◆ Excerpted data
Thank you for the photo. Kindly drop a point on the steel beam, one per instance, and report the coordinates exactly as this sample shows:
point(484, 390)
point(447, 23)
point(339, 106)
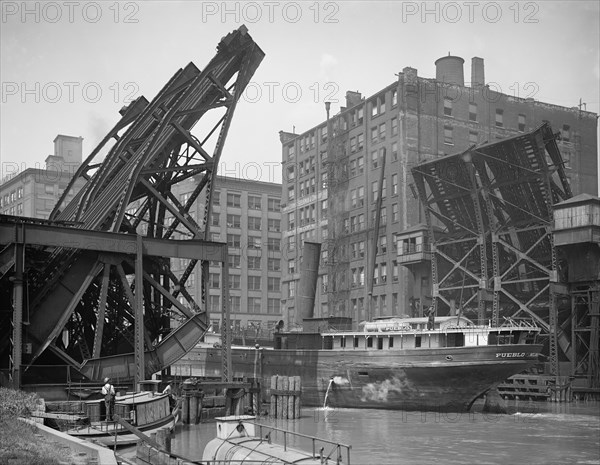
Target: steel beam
point(101, 241)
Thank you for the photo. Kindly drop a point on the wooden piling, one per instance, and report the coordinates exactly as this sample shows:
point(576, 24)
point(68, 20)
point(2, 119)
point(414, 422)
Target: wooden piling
point(193, 409)
point(297, 397)
point(285, 397)
point(273, 404)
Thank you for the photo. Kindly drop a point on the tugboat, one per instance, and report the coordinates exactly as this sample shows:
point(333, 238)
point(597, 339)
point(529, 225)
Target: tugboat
point(238, 443)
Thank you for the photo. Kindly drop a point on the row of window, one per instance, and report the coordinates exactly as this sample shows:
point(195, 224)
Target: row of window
point(14, 210)
point(254, 223)
point(254, 305)
point(15, 195)
point(235, 200)
point(254, 282)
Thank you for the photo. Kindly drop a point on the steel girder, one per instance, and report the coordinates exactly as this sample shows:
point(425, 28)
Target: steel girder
point(82, 302)
point(494, 205)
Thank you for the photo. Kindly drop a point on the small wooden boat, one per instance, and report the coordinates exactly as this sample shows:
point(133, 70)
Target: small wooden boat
point(147, 411)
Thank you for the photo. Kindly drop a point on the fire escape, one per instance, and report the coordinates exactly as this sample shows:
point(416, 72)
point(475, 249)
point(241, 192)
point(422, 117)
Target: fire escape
point(338, 290)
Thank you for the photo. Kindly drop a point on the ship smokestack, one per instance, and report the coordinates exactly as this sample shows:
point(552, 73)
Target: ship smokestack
point(307, 285)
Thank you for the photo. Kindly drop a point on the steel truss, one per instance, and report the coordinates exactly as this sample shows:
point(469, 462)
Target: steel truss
point(85, 304)
point(494, 203)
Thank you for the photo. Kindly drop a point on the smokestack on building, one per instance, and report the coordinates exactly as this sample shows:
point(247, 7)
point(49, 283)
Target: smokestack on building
point(307, 285)
point(477, 72)
point(450, 70)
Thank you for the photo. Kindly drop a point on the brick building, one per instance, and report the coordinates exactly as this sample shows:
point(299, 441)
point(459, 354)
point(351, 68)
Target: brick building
point(246, 215)
point(33, 192)
point(334, 173)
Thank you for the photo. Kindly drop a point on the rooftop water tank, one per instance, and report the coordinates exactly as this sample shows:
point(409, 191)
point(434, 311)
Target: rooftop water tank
point(449, 69)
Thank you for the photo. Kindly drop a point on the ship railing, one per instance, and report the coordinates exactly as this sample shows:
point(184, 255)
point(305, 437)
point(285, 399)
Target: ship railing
point(335, 447)
point(519, 323)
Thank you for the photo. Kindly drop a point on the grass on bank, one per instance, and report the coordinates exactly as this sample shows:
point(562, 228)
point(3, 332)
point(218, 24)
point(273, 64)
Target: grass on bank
point(19, 442)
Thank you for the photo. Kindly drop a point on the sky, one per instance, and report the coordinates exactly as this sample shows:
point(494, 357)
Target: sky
point(68, 67)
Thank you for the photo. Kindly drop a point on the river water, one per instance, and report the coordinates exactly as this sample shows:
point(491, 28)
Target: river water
point(531, 433)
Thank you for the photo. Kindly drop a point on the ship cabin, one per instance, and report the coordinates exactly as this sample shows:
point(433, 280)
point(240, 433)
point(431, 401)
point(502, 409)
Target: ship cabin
point(439, 332)
point(395, 333)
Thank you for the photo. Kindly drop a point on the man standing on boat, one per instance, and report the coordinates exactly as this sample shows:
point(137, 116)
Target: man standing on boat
point(108, 391)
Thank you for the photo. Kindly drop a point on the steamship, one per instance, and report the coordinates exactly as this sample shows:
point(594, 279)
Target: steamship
point(440, 364)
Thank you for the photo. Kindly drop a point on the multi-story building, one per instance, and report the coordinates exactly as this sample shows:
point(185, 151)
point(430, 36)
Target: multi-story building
point(246, 215)
point(334, 174)
point(33, 192)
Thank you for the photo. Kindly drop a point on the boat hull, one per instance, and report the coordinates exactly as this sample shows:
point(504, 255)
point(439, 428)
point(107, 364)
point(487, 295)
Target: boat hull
point(441, 379)
point(105, 433)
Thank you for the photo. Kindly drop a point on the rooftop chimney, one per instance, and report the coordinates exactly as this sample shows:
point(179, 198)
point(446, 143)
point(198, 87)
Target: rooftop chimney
point(352, 98)
point(477, 72)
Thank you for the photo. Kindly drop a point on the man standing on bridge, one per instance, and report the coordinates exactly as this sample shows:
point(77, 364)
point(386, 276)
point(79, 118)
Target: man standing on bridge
point(108, 391)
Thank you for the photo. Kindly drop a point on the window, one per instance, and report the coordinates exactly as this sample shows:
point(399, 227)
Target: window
point(324, 134)
point(472, 112)
point(234, 261)
point(233, 241)
point(213, 303)
point(565, 133)
point(273, 285)
point(254, 304)
point(273, 306)
point(521, 123)
point(274, 264)
point(360, 164)
point(374, 109)
point(234, 200)
point(254, 223)
point(374, 159)
point(447, 107)
point(499, 118)
point(254, 242)
point(448, 138)
point(273, 244)
point(291, 150)
point(374, 133)
point(254, 202)
point(273, 205)
point(291, 171)
point(375, 190)
point(233, 221)
point(254, 263)
point(254, 283)
point(273, 225)
point(235, 303)
point(382, 248)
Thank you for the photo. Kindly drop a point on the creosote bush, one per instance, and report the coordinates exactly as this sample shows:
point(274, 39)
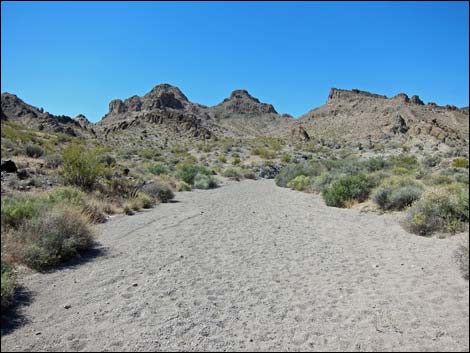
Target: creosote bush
point(34, 151)
point(203, 181)
point(346, 189)
point(158, 191)
point(8, 285)
point(46, 241)
point(81, 167)
point(439, 209)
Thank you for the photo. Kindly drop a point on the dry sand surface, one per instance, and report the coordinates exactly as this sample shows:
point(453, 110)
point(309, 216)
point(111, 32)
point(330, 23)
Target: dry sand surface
point(250, 266)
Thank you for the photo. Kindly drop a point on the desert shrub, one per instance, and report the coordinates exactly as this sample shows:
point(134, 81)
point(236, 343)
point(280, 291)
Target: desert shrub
point(249, 174)
point(404, 160)
point(121, 188)
point(431, 161)
point(139, 201)
point(8, 285)
point(45, 241)
point(286, 158)
point(68, 195)
point(400, 171)
point(347, 188)
point(183, 186)
point(187, 172)
point(81, 167)
point(233, 173)
point(19, 207)
point(375, 163)
point(299, 183)
point(439, 209)
point(396, 199)
point(107, 160)
point(158, 191)
point(292, 171)
point(158, 169)
point(127, 209)
point(460, 163)
point(264, 153)
point(54, 160)
point(93, 209)
point(203, 181)
point(34, 151)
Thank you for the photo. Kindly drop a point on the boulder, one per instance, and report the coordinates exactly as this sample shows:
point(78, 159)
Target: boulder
point(9, 166)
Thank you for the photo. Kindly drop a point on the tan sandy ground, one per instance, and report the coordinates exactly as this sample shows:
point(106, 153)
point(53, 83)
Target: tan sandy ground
point(250, 266)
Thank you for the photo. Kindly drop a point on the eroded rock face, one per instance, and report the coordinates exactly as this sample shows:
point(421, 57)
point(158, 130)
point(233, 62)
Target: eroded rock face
point(299, 134)
point(416, 100)
point(8, 166)
point(241, 102)
point(117, 106)
point(401, 97)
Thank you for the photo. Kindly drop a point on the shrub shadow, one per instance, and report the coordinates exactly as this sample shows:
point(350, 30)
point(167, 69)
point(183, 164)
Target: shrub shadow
point(12, 318)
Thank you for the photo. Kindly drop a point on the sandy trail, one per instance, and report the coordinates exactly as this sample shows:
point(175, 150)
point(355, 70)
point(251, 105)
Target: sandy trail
point(250, 266)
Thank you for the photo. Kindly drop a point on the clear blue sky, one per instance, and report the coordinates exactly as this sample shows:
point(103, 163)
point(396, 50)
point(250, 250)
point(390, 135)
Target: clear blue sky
point(73, 58)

◆ What is expected
Could you write out again, in full, the lines starting at the line containing "on the wooden" and ending at the line containing "point(273, 404)", moving every coordinate in the answers up by 98 and leaving the sample coordinates as they are?

◆ Problem solution
Thank you for the photo. Kindly drop a point on the wooden piling, one per instance, and report the coordinates exactly as this sample shows:
point(576, 24)
point(68, 20)
point(2, 119)
point(414, 422)
Target: wooden piling
point(291, 507)
point(395, 495)
point(383, 495)
point(371, 502)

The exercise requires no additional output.